- **Ziel A**:
Übertrage aus dem Textauszug über den Imperialismus nach 1945 diesen Satz ins Englische: „Wie gesagt ist eine Zuspitzung zwischenimperialistischer Widersprüche klar feststellbar.“

:: Textauszug

Nach 1945 trat der Imperialismus in eine Phase geringerer zwischenimperialistischer Auseinandersetzungen ein. Die hochentwickelten kapitalistischen Länder gaben unter Führung der USA ihre bisherigen Kämpfe gegeneinander auf. Auch damals waren die USA, was sie heute unverändert sind: eine imperialistische Macht, die aber nicht gegen andere kapitalistische Länder kämpfte, sondern gemeinsam mit vor allem den NATO-Staaten gegen die Sowjetunion und deren Verbündete. Mit dem Wegfall des Kalten Krieges, wurden die Karten im Ringen um die besten Ausbeutungsbedingungen wieder neu gemischt.
Liebe Genossinnen und Genossen!
Wie gesagt ist eine Zuspitzung zwischenimperialistischer Widersprüche klar feststellbar. So kann es vorkommen, dass die Eliten hierzulande große Töne gegen den US-Imperialismus von sich geben, wohinter jedoch keineswegs humanitäre Anschauungen oder gar Antiimperialismus stehen. So verurteilten die deutschen und österreichischen Jugoslawien-Kriegstreiber den Krieg der USA, Großbritanniens, Italiens und anderer Mächte gegen den Irak, hatten sie doch lukrative Erdölverträge. Hier zeigt sich, dass sich die imperialistischen Mächte bei ihren Expansionsplänen gegenseitig im Weg stehen bzw. die einen sehr komfortabel mit dem aktuellen Despoten leben können, während andere Kapitalfraktionen wiederum Interesse an einem sogenannten „regime change“ haben.

::::

- **Ziel B**:
Gib aus den Datensätzen die folgenden Zeilen unverändert wieder: Setze bei der Zeile mit "Target: bare arm" ein und ende nach der Zeile mit "429], [557, 448]]", beide eingeschlossen.

:: Datensätze zur Aufgabe

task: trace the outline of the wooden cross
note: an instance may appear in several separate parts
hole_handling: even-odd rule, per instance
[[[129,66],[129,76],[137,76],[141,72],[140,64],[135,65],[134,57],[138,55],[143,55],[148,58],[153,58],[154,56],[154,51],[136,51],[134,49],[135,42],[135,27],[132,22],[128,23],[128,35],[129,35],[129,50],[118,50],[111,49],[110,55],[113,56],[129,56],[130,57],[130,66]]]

::::
:: Datensätze zur Aufgabe

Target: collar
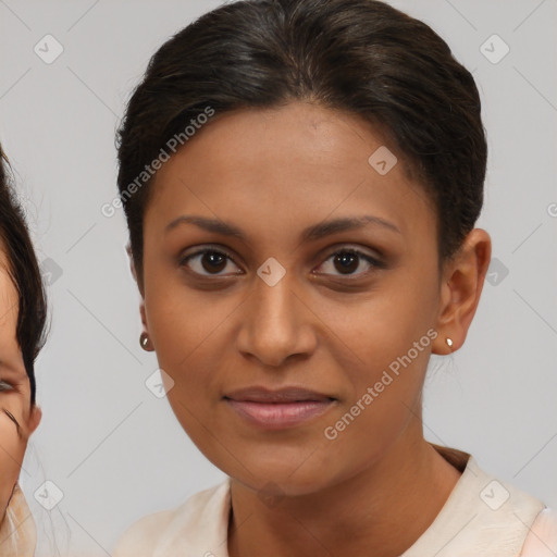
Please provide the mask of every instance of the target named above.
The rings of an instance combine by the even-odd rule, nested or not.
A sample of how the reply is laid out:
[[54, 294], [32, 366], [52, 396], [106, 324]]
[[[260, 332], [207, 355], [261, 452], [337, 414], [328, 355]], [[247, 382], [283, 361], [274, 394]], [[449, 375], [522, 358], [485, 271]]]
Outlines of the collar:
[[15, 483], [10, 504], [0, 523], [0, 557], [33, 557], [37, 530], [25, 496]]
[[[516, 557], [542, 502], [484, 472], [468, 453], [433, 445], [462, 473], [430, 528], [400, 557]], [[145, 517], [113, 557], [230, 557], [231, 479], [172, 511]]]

::::
:: Datensätze zur Aufgabe

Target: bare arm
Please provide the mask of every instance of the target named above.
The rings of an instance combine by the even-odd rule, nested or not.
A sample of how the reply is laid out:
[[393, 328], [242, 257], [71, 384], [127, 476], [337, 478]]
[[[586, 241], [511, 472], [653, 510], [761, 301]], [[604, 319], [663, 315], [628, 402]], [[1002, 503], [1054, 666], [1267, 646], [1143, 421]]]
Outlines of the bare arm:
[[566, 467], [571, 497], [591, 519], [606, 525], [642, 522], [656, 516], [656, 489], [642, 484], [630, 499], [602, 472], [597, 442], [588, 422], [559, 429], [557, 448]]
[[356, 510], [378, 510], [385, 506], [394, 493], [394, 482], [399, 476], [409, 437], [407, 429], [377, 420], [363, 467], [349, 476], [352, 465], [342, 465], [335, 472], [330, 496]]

::::

- **Musterlösung A**:
As mentioned, an intensification of inter-imperialist contradictions is clearly observable.

- **Musterlösung B**:
Target: bare arm
Please provide the mask of every instance of the target named above.
The rings of an instance combine by the even-odd rule, nested or not.
A sample of how the reply is laid out:
[[393, 328], [242, 257], [71, 384], [127, 476], [337, 478]]
[[[586, 241], [511, 472], [653, 510], [761, 301]], [[604, 319], [663, 315], [628, 402]], [[1002, 503], [1054, 666], [1267, 646], [1143, 421]]]
Outlines of the bare arm:
[[566, 467], [571, 497], [591, 519], [606, 525], [642, 522], [656, 516], [656, 489], [642, 484], [630, 499], [602, 472], [597, 442], [588, 422], [559, 429], [557, 448]]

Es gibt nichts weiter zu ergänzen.